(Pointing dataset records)
┏━━

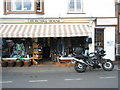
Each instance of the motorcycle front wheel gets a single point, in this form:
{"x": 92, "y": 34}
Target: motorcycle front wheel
{"x": 79, "y": 67}
{"x": 108, "y": 65}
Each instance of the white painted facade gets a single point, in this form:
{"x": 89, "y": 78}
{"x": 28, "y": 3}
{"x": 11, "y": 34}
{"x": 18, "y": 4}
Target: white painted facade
{"x": 91, "y": 8}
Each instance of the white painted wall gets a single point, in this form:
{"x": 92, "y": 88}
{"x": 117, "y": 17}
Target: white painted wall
{"x": 109, "y": 42}
{"x": 59, "y": 8}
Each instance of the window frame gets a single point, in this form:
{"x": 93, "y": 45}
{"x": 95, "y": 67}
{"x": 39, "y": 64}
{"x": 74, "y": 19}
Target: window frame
{"x": 75, "y": 11}
{"x": 7, "y": 9}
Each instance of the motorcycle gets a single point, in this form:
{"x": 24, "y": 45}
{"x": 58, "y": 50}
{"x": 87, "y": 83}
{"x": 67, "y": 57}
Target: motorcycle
{"x": 93, "y": 61}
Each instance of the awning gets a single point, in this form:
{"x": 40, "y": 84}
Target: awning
{"x": 43, "y": 30}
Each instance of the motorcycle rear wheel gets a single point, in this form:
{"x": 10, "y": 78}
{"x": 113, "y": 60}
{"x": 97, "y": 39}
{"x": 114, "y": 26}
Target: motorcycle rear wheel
{"x": 80, "y": 67}
{"x": 108, "y": 65}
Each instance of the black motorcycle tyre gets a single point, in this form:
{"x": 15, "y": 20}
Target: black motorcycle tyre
{"x": 106, "y": 68}
{"x": 80, "y": 70}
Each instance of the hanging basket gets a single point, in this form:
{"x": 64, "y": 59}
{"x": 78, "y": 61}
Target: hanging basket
{"x": 4, "y": 64}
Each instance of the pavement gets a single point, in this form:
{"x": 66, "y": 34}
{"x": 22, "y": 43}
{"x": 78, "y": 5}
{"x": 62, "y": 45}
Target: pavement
{"x": 52, "y": 76}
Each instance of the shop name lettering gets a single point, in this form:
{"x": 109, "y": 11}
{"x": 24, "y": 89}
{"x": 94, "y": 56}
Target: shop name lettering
{"x": 43, "y": 21}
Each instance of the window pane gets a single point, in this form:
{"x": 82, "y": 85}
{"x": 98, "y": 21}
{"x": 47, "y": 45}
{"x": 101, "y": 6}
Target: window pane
{"x": 78, "y": 4}
{"x": 22, "y": 5}
{"x": 27, "y": 4}
{"x": 16, "y": 5}
{"x": 38, "y": 5}
{"x": 71, "y": 4}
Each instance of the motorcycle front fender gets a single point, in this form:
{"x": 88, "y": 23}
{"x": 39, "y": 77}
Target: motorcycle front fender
{"x": 105, "y": 60}
{"x": 79, "y": 60}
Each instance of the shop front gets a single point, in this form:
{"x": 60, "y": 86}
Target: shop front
{"x": 44, "y": 40}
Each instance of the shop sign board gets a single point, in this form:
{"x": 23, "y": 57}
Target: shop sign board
{"x": 112, "y": 21}
{"x": 45, "y": 20}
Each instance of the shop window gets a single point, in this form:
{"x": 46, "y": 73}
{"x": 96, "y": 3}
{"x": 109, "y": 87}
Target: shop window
{"x": 75, "y": 6}
{"x": 99, "y": 38}
{"x": 23, "y": 6}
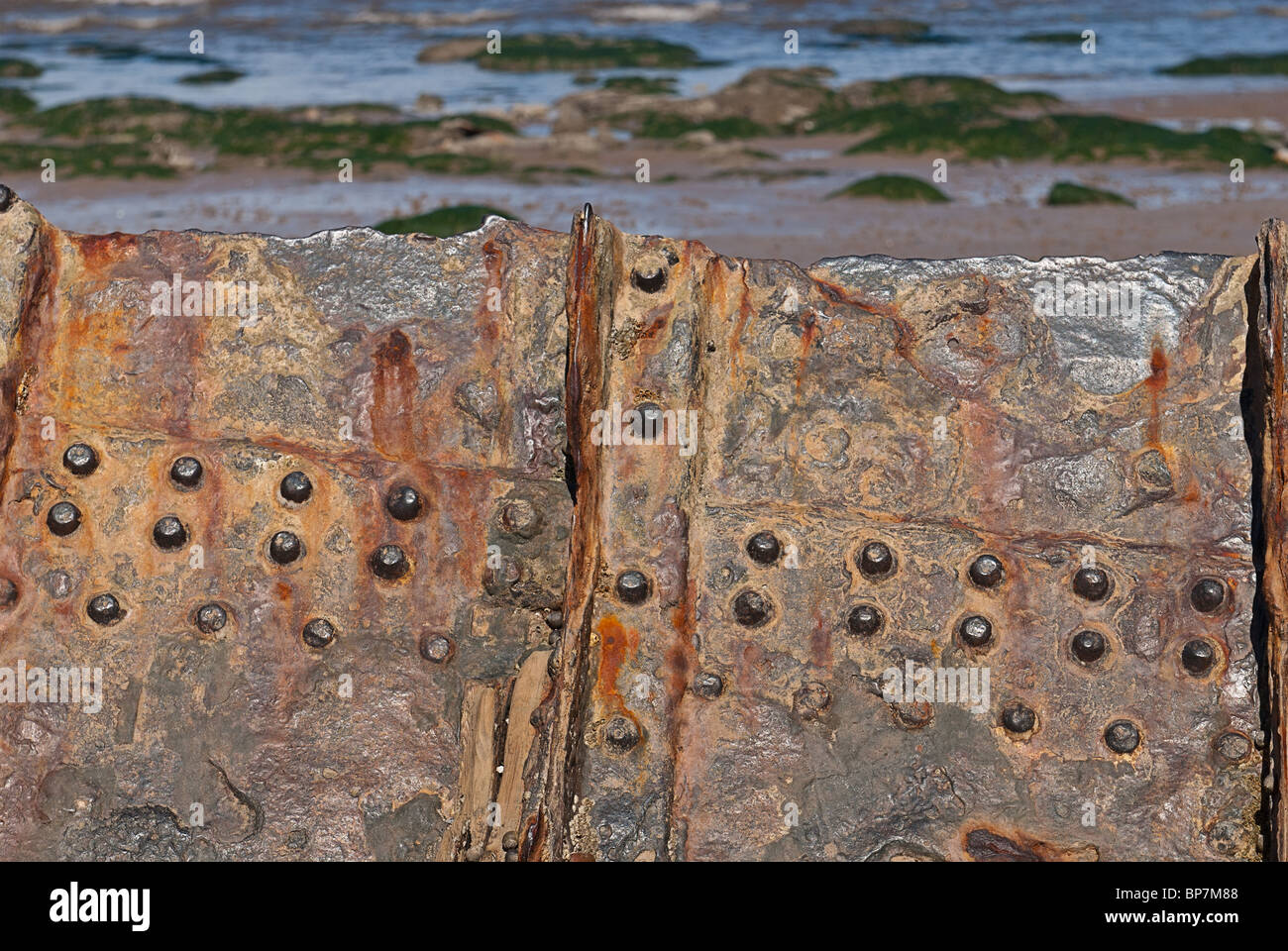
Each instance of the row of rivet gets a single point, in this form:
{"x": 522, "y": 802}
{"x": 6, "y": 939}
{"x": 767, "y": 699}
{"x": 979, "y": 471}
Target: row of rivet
{"x": 387, "y": 562}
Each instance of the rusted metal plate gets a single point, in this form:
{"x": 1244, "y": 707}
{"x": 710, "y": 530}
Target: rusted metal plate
{"x": 679, "y": 639}
{"x": 372, "y": 364}
{"x": 931, "y": 407}
{"x": 1267, "y": 292}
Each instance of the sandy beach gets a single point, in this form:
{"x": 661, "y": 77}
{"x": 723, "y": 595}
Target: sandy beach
{"x": 746, "y": 206}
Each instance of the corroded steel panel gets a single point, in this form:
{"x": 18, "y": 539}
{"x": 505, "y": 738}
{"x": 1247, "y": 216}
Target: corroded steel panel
{"x": 370, "y": 364}
{"x": 683, "y": 525}
{"x": 935, "y": 409}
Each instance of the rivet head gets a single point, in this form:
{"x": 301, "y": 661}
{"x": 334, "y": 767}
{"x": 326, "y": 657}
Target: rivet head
{"x": 1122, "y": 736}
{"x": 763, "y": 548}
{"x": 708, "y": 685}
{"x": 168, "y": 534}
{"x": 1197, "y": 656}
{"x": 404, "y": 502}
{"x": 103, "y": 608}
{"x": 284, "y": 548}
{"x": 864, "y": 620}
{"x": 1091, "y": 583}
{"x": 318, "y": 633}
{"x": 1087, "y": 646}
{"x": 80, "y": 459}
{"x": 811, "y": 699}
{"x": 1234, "y": 746}
{"x": 211, "y": 617}
{"x": 975, "y": 630}
{"x": 649, "y": 278}
{"x": 63, "y": 518}
{"x": 876, "y": 560}
{"x": 1018, "y": 718}
{"x": 1207, "y": 595}
{"x": 987, "y": 571}
{"x": 647, "y": 423}
{"x": 621, "y": 733}
{"x": 437, "y": 648}
{"x": 520, "y": 517}
{"x": 296, "y": 487}
{"x": 632, "y": 586}
{"x": 751, "y": 608}
{"x": 389, "y": 562}
{"x": 1151, "y": 470}
{"x": 187, "y": 472}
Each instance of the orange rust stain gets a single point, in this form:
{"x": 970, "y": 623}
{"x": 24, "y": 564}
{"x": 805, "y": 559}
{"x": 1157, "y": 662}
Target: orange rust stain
{"x": 809, "y": 330}
{"x": 743, "y": 316}
{"x": 820, "y": 642}
{"x": 394, "y": 381}
{"x": 679, "y": 655}
{"x": 99, "y": 251}
{"x": 616, "y": 643}
{"x": 1155, "y": 382}
{"x": 493, "y": 264}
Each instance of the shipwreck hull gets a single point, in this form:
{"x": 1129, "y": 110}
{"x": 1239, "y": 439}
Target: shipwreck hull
{"x": 696, "y": 548}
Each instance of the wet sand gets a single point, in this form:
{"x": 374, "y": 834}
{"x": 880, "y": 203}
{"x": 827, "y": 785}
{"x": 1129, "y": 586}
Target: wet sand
{"x": 747, "y": 206}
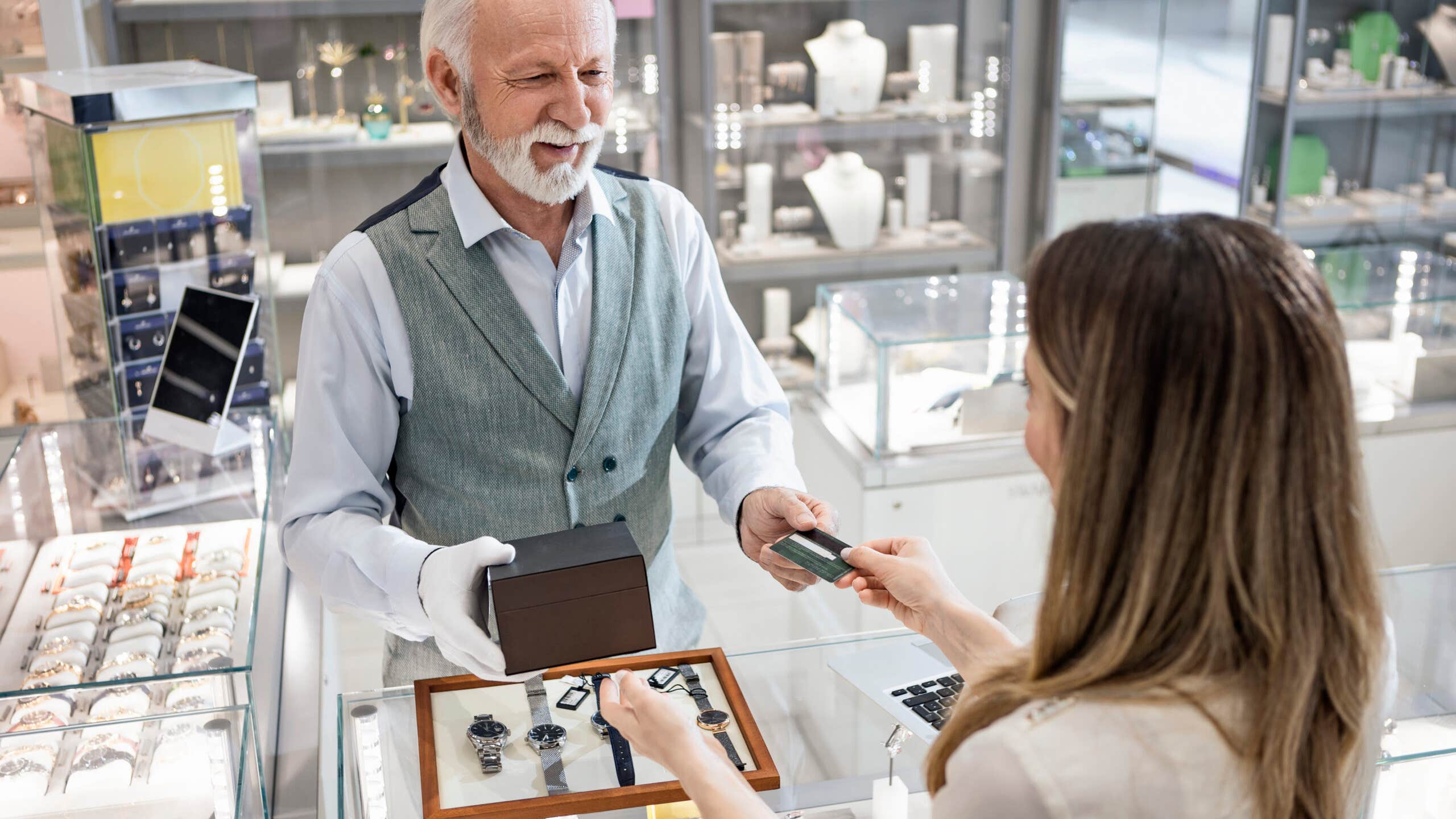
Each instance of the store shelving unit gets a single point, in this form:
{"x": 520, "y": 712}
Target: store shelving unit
{"x": 1376, "y": 138}
{"x": 1103, "y": 159}
{"x": 785, "y": 127}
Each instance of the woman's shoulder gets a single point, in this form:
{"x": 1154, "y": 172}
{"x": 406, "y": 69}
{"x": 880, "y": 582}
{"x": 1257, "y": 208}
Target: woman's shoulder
{"x": 1091, "y": 757}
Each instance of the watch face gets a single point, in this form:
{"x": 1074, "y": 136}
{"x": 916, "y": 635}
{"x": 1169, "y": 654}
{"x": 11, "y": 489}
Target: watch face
{"x": 488, "y": 729}
{"x": 713, "y": 719}
{"x": 547, "y": 735}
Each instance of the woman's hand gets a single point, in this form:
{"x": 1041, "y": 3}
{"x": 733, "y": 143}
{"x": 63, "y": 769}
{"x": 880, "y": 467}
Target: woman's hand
{"x": 903, "y": 574}
{"x": 906, "y": 577}
{"x": 656, "y": 729}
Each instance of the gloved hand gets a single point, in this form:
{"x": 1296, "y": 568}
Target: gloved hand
{"x": 449, "y": 588}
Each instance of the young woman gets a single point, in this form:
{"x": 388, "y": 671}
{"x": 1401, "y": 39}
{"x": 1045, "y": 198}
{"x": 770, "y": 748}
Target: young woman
{"x": 1210, "y": 636}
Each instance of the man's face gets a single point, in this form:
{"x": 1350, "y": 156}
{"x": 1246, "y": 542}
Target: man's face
{"x": 541, "y": 92}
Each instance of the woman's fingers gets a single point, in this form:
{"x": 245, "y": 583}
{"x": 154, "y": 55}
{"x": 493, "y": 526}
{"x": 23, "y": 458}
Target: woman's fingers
{"x": 877, "y": 598}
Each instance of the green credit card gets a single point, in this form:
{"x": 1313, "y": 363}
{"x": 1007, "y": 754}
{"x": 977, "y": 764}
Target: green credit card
{"x": 822, "y": 560}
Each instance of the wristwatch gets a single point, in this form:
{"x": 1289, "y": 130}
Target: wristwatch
{"x": 711, "y": 719}
{"x": 547, "y": 737}
{"x": 488, "y": 738}
{"x": 621, "y": 751}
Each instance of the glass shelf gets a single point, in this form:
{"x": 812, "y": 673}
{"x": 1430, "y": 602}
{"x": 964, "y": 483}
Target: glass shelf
{"x": 197, "y": 764}
{"x": 147, "y": 534}
{"x": 1395, "y": 304}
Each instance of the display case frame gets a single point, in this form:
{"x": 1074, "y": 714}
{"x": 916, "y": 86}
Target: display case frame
{"x": 1083, "y": 188}
{"x": 59, "y": 487}
{"x": 1379, "y": 142}
{"x": 967, "y": 354}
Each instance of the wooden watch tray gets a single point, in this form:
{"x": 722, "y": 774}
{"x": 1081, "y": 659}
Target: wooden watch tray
{"x": 762, "y": 779}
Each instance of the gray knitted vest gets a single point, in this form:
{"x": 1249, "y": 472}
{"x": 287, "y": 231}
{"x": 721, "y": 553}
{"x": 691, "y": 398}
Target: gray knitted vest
{"x": 494, "y": 442}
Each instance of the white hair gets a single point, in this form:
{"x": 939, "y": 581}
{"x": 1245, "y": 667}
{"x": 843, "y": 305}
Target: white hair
{"x": 449, "y": 25}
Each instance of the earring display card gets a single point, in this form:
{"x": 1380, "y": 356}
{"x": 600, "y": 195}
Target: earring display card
{"x": 142, "y": 379}
{"x": 232, "y": 274}
{"x": 230, "y": 232}
{"x": 253, "y": 369}
{"x": 251, "y": 395}
{"x": 453, "y": 786}
{"x": 181, "y": 238}
{"x": 143, "y": 337}
{"x": 130, "y": 244}
{"x": 136, "y": 291}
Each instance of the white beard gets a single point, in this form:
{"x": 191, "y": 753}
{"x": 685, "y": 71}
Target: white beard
{"x": 511, "y": 158}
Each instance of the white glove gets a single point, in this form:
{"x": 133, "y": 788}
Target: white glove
{"x": 449, "y": 591}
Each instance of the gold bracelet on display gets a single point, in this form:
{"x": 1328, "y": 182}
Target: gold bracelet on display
{"x": 209, "y": 611}
{"x": 126, "y": 657}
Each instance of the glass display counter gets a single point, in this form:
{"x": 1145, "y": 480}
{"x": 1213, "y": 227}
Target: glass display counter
{"x": 919, "y": 363}
{"x": 828, "y": 738}
{"x": 1417, "y": 774}
{"x": 146, "y": 630}
{"x": 191, "y": 764}
{"x": 1395, "y": 305}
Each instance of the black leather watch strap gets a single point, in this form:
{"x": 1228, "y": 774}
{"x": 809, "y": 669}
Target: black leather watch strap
{"x": 621, "y": 750}
{"x": 704, "y": 704}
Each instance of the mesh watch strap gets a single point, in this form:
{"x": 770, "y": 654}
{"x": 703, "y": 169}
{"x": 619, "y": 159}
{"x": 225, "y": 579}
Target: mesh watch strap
{"x": 704, "y": 704}
{"x": 551, "y": 757}
{"x": 733, "y": 752}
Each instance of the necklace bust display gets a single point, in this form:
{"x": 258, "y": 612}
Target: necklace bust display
{"x": 851, "y": 198}
{"x": 857, "y": 63}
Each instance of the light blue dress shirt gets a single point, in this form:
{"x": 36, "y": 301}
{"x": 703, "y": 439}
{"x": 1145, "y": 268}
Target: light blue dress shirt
{"x": 355, "y": 379}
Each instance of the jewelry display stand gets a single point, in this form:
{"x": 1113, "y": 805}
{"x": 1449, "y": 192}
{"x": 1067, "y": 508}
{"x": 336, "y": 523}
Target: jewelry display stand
{"x": 851, "y": 198}
{"x": 857, "y": 63}
{"x": 452, "y": 781}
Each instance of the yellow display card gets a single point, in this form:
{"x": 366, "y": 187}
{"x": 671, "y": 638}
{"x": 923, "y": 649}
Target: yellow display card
{"x": 167, "y": 169}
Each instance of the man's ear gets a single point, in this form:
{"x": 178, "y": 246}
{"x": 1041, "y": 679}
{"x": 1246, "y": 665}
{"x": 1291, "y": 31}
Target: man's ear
{"x": 445, "y": 79}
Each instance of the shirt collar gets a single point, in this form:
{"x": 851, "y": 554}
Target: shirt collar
{"x": 477, "y": 218}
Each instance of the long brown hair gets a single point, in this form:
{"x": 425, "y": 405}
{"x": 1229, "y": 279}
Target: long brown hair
{"x": 1210, "y": 521}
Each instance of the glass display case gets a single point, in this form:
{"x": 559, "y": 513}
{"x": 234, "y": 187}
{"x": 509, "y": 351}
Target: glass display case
{"x": 193, "y": 763}
{"x": 146, "y": 633}
{"x": 1107, "y": 61}
{"x": 147, "y": 181}
{"x": 825, "y": 142}
{"x": 1347, "y": 121}
{"x": 1417, "y": 774}
{"x": 1395, "y": 304}
{"x": 918, "y": 363}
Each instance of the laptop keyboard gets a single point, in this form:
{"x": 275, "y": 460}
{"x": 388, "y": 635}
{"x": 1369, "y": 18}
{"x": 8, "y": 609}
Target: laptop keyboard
{"x": 932, "y": 700}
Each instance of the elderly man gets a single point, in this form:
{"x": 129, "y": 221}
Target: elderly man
{"x": 513, "y": 349}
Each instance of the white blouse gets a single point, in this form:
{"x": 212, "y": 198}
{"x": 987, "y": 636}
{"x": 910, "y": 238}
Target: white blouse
{"x": 1079, "y": 757}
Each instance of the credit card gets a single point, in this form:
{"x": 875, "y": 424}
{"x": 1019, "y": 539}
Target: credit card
{"x": 816, "y": 551}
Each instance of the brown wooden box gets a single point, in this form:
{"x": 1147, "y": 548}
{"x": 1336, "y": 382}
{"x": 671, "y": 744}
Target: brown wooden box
{"x": 765, "y": 777}
{"x": 549, "y": 601}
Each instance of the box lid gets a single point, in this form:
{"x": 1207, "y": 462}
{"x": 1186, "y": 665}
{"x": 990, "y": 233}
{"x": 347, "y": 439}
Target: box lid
{"x": 570, "y": 564}
{"x": 139, "y": 91}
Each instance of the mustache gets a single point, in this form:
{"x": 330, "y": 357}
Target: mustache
{"x": 558, "y": 135}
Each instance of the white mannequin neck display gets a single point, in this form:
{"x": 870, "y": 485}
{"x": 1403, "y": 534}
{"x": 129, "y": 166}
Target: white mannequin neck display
{"x": 857, "y": 63}
{"x": 1441, "y": 32}
{"x": 851, "y": 198}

┗━━

Given problem:
Repeat exactly the lines above, starting with the line that contains "Each instance of the box" and ending with the last line, both included, and nothing else.

Exercise solution:
Each instance of the box lid gets a single point, in this form:
{"x": 1207, "y": 462}
{"x": 1186, "y": 665}
{"x": 990, "y": 233}
{"x": 347, "y": 439}
Target: box lid
{"x": 570, "y": 564}
{"x": 139, "y": 91}
Each instance of the mustache gets a single point, in this form:
{"x": 330, "y": 357}
Target: mustache
{"x": 558, "y": 135}
Each instance of the white mannequin neck display gets a single point, in this form:
{"x": 870, "y": 485}
{"x": 1403, "y": 534}
{"x": 129, "y": 166}
Target: white mannequin neck display
{"x": 857, "y": 63}
{"x": 1441, "y": 32}
{"x": 851, "y": 198}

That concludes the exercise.